## TASK GOAL
Copy the data below word for word, keeping every line and number unchanged.

### DATA EXCERPTS

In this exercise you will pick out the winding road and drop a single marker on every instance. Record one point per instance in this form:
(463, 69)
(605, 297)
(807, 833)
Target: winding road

######

## REPLY TO THE EXERCISE
In this exercise you will pick out the winding road and drop a single marker on every instance. Record one point per instance in this form:
(463, 69)
(605, 297)
(807, 833)
Target: winding road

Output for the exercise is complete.